▶ _Written request_
List every line of the records below that contains the word "white", treating uppercase and lowercase as different.

▶ _Input records_

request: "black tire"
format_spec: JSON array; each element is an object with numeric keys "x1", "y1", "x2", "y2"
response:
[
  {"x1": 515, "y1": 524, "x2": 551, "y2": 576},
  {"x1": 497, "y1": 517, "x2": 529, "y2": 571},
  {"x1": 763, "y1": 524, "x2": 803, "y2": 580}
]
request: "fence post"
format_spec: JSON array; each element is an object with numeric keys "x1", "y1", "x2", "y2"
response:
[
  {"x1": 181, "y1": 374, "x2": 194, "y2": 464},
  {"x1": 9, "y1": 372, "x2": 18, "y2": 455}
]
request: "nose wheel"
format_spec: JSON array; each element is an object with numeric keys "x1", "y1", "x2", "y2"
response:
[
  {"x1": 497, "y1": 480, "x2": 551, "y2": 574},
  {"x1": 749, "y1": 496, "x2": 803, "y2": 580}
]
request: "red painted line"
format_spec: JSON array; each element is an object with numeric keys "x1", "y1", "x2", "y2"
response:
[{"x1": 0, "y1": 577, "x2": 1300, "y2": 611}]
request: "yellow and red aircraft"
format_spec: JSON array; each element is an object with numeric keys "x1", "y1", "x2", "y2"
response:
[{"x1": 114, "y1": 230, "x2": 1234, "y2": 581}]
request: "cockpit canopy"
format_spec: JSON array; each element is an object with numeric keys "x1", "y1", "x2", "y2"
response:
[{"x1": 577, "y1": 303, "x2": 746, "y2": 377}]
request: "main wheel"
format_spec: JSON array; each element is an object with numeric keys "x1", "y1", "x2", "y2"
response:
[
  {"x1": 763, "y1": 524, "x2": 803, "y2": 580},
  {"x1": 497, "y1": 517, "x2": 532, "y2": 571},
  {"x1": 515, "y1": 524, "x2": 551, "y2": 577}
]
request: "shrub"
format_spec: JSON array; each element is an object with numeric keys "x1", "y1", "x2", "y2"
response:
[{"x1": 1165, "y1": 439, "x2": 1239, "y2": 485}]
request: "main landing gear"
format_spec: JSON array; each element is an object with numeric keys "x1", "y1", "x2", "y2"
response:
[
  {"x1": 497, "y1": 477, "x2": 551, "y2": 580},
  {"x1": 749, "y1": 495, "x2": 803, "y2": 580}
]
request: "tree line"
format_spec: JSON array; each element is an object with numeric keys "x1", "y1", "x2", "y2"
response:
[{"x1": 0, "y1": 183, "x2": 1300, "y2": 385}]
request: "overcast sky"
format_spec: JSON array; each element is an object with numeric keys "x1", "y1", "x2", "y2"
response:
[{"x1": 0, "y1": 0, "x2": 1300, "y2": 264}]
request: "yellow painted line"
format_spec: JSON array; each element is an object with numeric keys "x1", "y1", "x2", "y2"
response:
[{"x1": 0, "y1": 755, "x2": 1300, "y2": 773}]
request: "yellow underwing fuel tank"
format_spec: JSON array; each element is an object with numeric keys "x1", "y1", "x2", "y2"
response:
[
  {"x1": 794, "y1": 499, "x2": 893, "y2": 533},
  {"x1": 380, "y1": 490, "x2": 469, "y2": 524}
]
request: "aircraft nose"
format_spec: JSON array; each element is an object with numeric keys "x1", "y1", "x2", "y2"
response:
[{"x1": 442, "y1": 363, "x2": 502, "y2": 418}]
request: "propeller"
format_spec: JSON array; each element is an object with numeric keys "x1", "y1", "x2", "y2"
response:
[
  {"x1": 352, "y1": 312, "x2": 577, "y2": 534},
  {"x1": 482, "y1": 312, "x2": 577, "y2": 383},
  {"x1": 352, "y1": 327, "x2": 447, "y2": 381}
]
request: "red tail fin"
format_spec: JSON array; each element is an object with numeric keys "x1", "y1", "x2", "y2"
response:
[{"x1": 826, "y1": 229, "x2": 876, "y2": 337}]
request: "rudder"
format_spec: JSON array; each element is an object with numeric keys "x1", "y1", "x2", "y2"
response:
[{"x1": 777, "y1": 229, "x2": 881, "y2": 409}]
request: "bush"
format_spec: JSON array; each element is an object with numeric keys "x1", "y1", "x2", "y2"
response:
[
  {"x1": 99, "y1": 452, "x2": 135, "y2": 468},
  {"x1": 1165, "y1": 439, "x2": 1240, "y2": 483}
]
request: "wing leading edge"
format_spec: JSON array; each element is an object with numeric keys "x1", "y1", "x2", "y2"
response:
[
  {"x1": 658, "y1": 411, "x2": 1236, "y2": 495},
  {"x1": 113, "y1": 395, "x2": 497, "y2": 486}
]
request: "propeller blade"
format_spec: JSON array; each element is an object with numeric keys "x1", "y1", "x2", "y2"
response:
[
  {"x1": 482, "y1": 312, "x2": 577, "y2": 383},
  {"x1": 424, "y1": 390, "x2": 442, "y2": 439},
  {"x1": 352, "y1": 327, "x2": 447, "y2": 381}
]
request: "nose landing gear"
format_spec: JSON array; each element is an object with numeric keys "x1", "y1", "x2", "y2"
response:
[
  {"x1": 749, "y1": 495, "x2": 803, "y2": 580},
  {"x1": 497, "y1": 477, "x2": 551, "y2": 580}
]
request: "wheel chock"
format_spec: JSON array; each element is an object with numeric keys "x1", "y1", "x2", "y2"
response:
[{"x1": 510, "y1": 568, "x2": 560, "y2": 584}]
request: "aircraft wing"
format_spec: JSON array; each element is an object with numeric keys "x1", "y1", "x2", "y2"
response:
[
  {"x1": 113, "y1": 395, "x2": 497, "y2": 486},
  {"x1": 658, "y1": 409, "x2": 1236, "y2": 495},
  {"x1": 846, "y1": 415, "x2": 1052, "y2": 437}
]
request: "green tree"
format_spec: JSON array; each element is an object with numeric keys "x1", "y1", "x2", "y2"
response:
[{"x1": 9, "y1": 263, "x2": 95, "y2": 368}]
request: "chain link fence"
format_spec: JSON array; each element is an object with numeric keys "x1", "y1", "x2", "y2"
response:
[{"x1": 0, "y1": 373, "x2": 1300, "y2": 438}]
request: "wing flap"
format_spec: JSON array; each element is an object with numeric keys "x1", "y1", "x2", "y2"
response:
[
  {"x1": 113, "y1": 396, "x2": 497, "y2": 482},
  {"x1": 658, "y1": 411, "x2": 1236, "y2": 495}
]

--

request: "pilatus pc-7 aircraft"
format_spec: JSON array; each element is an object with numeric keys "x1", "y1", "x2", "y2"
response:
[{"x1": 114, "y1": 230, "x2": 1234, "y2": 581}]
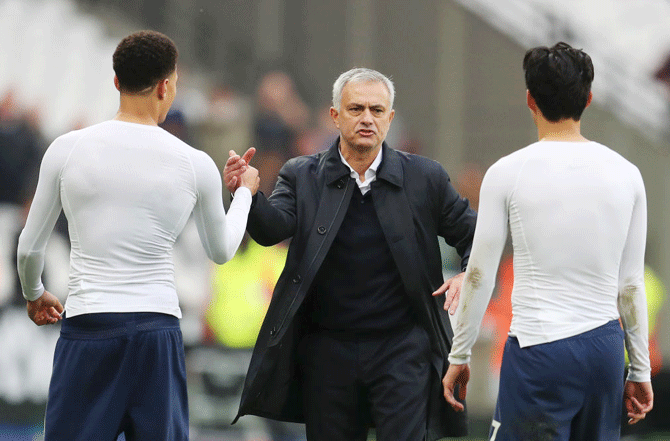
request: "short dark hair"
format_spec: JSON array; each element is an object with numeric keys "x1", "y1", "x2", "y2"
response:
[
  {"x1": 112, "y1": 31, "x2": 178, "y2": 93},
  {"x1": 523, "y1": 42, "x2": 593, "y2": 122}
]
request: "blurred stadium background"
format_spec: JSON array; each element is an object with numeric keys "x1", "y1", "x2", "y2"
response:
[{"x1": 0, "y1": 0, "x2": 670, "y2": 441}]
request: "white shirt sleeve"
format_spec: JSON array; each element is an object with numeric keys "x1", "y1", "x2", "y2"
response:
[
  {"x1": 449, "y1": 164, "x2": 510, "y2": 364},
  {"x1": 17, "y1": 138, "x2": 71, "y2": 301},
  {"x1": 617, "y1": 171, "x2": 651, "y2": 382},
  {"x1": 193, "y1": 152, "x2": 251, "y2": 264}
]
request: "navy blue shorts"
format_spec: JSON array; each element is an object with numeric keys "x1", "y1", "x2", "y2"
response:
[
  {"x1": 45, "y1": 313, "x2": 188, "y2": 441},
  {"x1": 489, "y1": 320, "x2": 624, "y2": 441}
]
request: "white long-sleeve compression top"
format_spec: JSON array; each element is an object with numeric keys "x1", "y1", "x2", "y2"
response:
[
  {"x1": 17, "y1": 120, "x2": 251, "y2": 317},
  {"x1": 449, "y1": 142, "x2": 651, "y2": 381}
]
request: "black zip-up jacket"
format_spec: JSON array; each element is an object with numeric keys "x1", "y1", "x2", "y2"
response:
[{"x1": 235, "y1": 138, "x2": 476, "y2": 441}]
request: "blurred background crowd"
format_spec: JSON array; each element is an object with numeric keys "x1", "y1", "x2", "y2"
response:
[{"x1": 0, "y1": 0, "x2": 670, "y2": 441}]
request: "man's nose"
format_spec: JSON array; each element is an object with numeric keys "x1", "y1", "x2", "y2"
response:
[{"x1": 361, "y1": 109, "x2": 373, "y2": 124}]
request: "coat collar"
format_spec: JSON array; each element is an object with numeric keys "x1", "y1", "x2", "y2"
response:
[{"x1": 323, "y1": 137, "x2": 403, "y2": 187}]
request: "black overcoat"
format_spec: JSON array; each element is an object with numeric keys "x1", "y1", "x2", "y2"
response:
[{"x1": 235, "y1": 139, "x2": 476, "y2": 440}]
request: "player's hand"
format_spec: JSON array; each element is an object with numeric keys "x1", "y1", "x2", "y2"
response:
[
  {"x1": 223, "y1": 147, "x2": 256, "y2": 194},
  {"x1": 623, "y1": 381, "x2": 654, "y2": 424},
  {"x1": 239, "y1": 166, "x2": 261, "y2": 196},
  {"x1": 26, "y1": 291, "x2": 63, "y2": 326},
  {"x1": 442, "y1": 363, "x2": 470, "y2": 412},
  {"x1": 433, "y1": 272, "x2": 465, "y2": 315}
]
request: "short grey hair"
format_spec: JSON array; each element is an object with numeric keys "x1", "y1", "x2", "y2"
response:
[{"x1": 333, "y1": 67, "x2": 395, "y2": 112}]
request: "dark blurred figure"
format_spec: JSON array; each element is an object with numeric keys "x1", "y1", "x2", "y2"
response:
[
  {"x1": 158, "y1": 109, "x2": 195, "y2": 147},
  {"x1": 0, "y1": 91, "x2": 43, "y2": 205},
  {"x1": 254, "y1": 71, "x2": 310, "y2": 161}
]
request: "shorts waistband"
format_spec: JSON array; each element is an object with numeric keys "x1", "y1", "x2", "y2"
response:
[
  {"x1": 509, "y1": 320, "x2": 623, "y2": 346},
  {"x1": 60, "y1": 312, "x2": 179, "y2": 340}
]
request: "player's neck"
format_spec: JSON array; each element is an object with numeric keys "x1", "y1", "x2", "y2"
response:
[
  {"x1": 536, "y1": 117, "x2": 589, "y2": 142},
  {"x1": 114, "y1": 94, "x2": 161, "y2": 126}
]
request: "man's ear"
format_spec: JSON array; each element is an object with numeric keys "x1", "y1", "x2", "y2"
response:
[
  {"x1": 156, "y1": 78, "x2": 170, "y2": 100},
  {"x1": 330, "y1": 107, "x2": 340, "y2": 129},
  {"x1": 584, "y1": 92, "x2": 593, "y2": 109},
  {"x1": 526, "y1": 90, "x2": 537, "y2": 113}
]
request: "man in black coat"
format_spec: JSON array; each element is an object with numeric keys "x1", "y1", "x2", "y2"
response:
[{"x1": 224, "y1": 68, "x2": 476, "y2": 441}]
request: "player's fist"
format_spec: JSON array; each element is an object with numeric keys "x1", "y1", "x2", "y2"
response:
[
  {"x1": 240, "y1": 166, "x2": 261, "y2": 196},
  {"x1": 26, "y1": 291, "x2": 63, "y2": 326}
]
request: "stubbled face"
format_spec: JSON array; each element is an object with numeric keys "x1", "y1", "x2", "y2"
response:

...

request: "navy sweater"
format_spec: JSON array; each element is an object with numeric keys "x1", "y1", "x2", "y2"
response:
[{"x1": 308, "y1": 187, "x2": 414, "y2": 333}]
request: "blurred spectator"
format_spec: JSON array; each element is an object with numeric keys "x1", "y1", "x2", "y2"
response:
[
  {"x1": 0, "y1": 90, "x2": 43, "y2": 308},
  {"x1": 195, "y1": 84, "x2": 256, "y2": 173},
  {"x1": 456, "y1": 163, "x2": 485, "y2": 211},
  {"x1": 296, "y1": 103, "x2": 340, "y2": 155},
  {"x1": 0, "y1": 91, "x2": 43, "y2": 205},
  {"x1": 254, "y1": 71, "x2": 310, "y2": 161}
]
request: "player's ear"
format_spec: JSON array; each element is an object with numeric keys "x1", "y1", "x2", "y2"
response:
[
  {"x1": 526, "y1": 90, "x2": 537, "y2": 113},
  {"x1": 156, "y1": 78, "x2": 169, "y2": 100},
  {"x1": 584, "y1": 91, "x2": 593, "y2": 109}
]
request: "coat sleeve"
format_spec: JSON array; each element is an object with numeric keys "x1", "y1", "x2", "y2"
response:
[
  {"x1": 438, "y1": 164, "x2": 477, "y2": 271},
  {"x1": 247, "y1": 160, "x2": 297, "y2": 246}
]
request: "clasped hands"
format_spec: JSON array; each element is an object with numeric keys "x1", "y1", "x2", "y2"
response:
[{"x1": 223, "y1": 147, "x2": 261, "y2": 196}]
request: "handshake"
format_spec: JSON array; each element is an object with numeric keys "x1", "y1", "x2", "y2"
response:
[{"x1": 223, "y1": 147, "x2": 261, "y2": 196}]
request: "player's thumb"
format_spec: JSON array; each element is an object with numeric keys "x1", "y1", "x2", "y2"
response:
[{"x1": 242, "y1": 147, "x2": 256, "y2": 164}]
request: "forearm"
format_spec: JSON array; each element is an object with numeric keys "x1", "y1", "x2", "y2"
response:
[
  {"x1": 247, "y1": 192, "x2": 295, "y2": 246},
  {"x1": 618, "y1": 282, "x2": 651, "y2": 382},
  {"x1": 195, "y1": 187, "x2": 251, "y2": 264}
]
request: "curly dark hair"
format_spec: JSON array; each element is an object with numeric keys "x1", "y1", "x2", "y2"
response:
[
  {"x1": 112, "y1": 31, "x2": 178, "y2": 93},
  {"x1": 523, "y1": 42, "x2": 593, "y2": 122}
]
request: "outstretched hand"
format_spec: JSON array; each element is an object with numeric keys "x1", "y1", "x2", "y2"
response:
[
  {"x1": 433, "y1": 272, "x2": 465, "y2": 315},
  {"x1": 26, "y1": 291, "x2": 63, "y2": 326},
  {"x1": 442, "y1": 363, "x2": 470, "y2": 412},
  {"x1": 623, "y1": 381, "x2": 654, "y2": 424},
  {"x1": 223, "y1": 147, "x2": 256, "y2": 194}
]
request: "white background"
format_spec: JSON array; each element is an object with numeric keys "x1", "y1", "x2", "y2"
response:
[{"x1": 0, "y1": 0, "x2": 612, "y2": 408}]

▶ _Problem solution_
request: "white shirt sleeve"
request: "white long-sleeve compression top"
request: "white background"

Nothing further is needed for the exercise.